- Goal of the exercise -
Below are some records. Reproduce them exactly from their first line through the line with "Target: beard", inclusive.

- Task data -
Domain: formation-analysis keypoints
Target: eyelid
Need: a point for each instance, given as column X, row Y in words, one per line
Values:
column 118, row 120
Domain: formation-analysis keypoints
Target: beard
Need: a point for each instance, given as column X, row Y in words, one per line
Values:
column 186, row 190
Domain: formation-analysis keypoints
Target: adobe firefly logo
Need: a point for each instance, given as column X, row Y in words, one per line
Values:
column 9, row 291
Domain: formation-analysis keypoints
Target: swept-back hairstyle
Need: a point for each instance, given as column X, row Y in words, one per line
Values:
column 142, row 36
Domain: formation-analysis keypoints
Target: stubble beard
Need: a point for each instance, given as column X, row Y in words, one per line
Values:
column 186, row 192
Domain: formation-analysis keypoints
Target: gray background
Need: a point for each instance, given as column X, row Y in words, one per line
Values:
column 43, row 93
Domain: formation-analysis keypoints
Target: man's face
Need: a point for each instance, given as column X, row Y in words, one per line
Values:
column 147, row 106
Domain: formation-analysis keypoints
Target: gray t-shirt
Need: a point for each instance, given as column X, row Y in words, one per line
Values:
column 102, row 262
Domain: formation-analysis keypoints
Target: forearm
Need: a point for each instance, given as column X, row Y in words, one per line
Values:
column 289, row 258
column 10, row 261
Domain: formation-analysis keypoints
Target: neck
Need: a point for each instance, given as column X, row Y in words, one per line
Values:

- Output of the task -
Domain: formation-analysis keypoints
Target: eyelid
Need: a point for each instance, given as column X, row Y in words, one per line
Values:
column 118, row 120
Domain: formation-analysis keypoints
Target: beard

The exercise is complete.